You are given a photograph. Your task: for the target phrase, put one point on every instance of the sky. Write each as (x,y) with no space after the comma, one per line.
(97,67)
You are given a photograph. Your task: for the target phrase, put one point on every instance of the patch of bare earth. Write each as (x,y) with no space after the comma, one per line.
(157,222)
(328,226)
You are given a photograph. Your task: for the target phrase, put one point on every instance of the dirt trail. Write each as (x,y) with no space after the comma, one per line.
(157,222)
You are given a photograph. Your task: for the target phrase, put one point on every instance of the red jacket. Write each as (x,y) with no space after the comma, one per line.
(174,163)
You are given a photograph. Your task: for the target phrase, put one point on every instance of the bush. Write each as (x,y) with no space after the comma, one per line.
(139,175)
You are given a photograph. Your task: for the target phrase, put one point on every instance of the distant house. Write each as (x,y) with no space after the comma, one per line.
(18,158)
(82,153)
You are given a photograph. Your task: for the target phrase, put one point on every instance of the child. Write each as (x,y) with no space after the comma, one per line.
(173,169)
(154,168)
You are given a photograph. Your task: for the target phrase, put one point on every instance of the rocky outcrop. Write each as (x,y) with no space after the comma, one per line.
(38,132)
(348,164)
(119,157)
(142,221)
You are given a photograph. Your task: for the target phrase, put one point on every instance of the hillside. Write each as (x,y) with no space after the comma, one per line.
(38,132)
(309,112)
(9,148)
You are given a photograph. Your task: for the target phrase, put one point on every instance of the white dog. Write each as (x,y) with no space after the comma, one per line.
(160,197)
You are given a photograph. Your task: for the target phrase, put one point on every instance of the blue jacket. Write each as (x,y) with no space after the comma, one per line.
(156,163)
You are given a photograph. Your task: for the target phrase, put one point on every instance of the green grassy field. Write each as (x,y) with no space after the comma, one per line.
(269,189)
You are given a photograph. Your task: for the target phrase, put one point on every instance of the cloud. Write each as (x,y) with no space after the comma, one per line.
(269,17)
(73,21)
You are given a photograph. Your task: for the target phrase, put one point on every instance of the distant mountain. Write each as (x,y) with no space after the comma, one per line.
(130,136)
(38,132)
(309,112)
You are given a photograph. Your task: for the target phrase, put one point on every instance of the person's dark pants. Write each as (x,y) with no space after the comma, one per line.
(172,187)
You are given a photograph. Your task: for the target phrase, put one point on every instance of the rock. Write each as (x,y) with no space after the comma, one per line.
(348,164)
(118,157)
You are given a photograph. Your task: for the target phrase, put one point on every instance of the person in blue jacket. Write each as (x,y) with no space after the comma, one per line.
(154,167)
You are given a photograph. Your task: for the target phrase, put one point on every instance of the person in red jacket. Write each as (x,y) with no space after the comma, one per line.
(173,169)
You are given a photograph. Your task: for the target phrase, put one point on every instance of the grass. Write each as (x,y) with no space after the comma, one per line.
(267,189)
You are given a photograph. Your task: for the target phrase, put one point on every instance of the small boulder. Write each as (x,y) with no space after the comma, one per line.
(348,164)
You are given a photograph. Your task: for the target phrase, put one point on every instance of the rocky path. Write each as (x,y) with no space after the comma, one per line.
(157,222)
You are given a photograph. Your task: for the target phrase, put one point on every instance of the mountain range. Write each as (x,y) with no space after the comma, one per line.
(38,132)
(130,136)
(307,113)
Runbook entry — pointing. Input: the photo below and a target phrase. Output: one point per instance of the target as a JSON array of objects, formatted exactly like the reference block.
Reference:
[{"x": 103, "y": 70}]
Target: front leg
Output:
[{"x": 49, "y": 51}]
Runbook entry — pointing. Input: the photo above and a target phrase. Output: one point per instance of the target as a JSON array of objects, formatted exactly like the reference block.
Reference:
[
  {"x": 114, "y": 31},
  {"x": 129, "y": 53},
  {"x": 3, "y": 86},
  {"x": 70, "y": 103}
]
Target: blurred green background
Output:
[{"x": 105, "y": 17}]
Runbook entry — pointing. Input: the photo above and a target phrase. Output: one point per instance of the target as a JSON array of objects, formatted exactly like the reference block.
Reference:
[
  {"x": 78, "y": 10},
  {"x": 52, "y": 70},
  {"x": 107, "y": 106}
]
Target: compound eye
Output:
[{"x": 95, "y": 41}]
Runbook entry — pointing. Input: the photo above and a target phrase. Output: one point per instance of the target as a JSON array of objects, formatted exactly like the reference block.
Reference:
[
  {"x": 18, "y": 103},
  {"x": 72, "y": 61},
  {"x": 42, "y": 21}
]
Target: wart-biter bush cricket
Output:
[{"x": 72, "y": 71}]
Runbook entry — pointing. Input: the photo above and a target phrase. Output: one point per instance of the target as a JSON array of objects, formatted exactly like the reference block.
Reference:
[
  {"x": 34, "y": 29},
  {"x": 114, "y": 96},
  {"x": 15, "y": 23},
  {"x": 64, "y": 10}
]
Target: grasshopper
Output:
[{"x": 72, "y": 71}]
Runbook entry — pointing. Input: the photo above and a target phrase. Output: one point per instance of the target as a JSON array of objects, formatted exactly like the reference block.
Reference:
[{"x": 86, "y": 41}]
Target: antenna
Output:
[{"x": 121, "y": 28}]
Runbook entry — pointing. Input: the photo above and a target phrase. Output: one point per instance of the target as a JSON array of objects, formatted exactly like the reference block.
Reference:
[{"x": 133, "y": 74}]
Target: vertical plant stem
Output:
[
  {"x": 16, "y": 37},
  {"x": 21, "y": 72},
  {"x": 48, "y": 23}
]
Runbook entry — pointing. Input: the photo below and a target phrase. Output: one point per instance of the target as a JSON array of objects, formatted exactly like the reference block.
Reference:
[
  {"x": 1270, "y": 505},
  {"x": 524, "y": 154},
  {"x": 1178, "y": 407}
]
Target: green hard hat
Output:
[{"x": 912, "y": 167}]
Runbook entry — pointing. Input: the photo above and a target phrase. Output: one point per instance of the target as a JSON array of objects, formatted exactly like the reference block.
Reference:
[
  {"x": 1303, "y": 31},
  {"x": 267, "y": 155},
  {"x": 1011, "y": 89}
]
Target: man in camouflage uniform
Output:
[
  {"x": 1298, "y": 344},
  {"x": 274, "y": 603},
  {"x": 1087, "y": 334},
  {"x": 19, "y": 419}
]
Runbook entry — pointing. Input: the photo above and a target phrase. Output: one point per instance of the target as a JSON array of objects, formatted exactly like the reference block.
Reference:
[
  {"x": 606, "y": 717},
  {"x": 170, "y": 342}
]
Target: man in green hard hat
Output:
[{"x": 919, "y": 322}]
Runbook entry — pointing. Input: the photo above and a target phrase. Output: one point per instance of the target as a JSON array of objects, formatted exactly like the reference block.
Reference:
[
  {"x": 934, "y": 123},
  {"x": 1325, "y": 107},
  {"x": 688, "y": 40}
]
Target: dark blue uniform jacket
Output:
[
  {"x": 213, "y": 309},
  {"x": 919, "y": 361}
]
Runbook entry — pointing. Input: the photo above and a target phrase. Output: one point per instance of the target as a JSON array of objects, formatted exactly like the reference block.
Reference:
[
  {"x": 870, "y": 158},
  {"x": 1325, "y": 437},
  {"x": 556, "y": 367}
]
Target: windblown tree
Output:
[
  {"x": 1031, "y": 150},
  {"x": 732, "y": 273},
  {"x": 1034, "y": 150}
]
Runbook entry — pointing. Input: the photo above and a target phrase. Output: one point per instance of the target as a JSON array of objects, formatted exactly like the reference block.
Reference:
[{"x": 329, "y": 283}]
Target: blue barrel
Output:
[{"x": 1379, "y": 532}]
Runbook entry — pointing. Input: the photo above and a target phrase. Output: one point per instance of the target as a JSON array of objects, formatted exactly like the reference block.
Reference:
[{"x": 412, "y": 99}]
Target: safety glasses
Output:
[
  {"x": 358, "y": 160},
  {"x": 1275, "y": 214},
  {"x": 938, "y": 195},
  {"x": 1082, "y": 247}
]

## DESCRIPTION OF THE TASK
Work out how many lines of the material above contain the word "hard", then give only that figure.

## SOLUTION TO THIS TASK
2